__PROBLEM TO SOLVE__: Carry on the article about safeguarding a business from divorce and separation, starting after its last sentence.

__DOCUMENT__:
Family law issues can be disruptive to a business entity, with the potential to adversely affect its activities, cashflow, and financial viability. Problems can stem from a relationship breakdown between domestic co-owners, or the divorce or separation of a third-party business partner or shareholder.

Protecting a business from potential loss and disruption in the wake of family law proceedings requires proactive measures. Whether a person owns a business interest individually, jointly, or through a partnership, company or trust, that interest must be disclosed if he or she is party to a property law matter and considered in the pool of assets available for division between the separated parties.

This article looks at some strategies business owners can implement to safeguard their business from the negative impacts of a family law matter. The information is for general purposes only and we recommend you obtain professional advice relevant to your circumstances.

Proactive steps to safeguard your business from divorce or separation

Risk management is about implementing strategies to minimise the adverse effects of an unforeseen event. As the name suggests, risk management is proactive and should take place at the planning phase of a business. There are certain steps that all business owners can take to minimise the impact a separation or divorce can have on their business.

Consider the business structure and its ownership

Choosing the best legal structure for your business will take into consideration a range of factors – the size and nature of the business, its anticipated growth and the personal and financial circumstances and objectives of the owners.

Although the Court has discretion to make a range of orders in family law proceedings, different business structures may be treated differently. For example, businesses wholly owned by one or both spouses / de facto partners are generally treated similarly to the other matrimonial assets of the parties, with consideration given to the parties’ respective contributions and involvement when making orders. When a business is owned in partnership with third parties or other shareholders, a Court may be less likely to make orders that fracture the business interests of the other owners. 

Trusts, when properly created and managed, can assist in safeguarding assets in certain circumstances, however do not guarantee their protection in a family law property settlement.

Talking to your lawyer and understanding the different types of business structures can help you choose the most appropriate one for your circumstances.

Binding Financial Agreements

A financial agreement is a legal contract between a couple and may be entered before or during a marriage or de facto relationship, or after a relationship ends. These are sometimes referred to as ‘pre-nups’. The agreement predetermines the division of a couple’s assets in the event of, or after separation, and can deal with a range of financial matters, including the treatment of business interests.

A financial agreement can help keep the activities of a business on track in the event of separation by stipulating who should continue running the business, with provisions enabling one party to buy out the other at an agreed price, or based on an agreed method of valuation.

To ensure a financial agreement is legally binding, it must be properly documented, and the parties must obtain independent legal advice.

Partnership / shareholder / buy-sell agreements

Many people do not realise the impact that a third-party business partner’s family law matter can have on a business. A carefully drafted agreement can help keep the ‘status quo’ of a business and preserve its value in the event of such circumstances. 

Partnership agreements, shareholder agreements and buy-sell agreements deal with a range of matters governing the relationship between business owners. In particular, these agreements can include provisions setting out what will happen should a specified event occur, such as the death, retirement or separation / divorce of a partner.

__SUPPLIED DATA__:
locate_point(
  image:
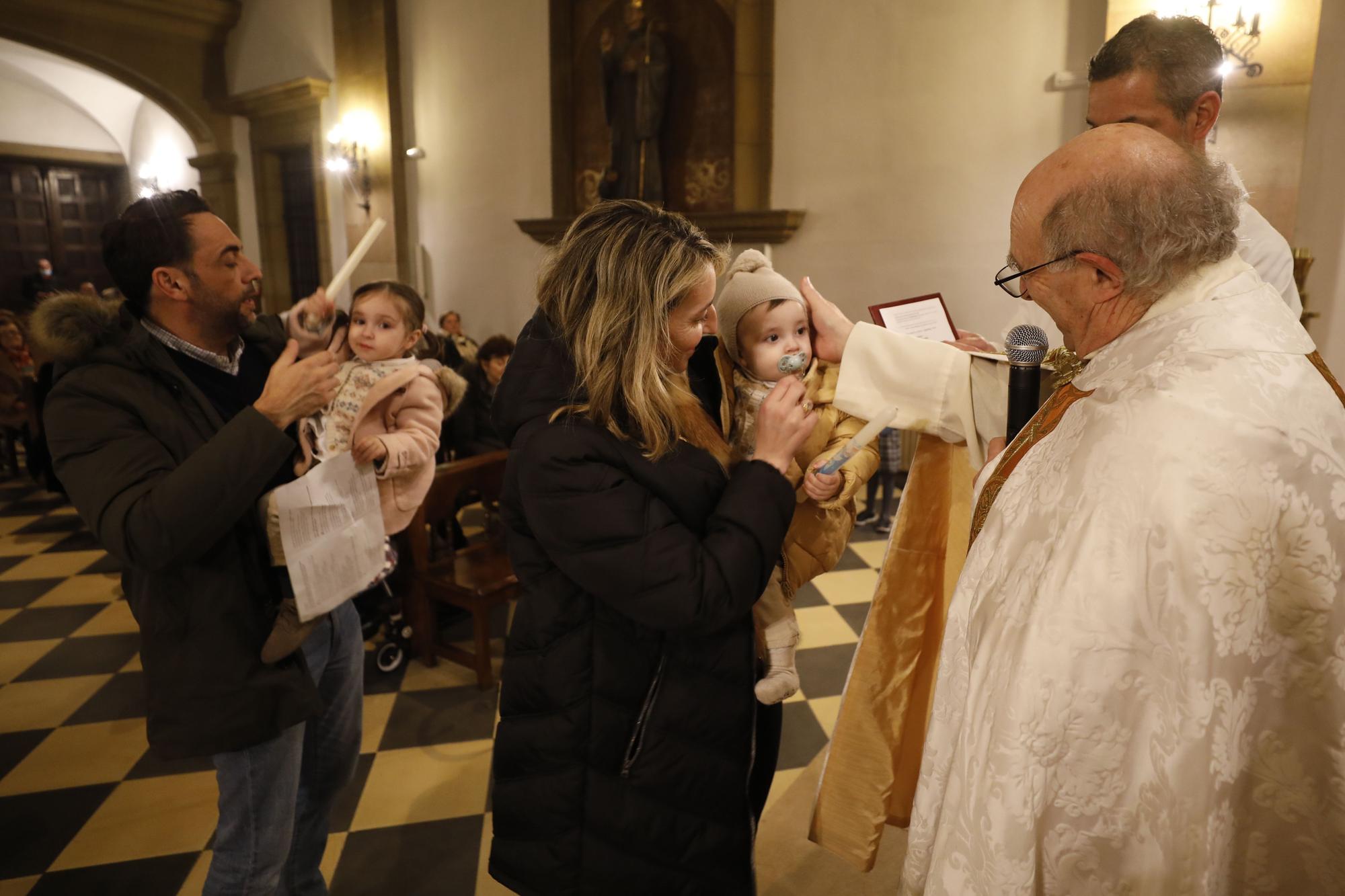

__ANSWER TO THIS EXERCISE__:
A buy-sell agreement includes rights and provisions for acquiring and disposing of interests in the business and specifies certain events that will trigger the right to exercise such options. The triggering events usually include the death, retirement, separation or divorce of a partner. Effectively, the agreement can restrict the ownership interests in the business to the existing parties, preventing an ex-spouse of an owner from acquiring an interest in the business as a result of a property settlement. Typical provisions include:

  • prohibitions on departing partners, or their estates, from transferring / selling an interest to a third party without the prior written consent of all remaining owners;
  • mandatory rights or right of first refusal for a remaining owner or owners to acquire interests from a departing owner, his or her estate or ex-spouse;
  • methods for valuing a departing owner’s interest in the business;
  • the automatic conversion of an interest to a non-voting interest upon the triggering of a certain event;
  • funding / instalment arrangements for the acquisition of the business interests from a departing owner.

Similarly, where the business partners are also domestic partners, the agreement can stipulate the division of business interests in the event of separation or divorce (including which partner shall ultimately own the business) and how interests are to be valued.

Maintain accurate records

As well as making good business sense, maintaining sound financial and other records can be very beneficial for attributing contributions made between spouses / de facto partners to a business post-separation. These numbers and records will be important when determining respective interests if negotiating a property settlement and can greatly assist your lawyer when advising on the division of assets.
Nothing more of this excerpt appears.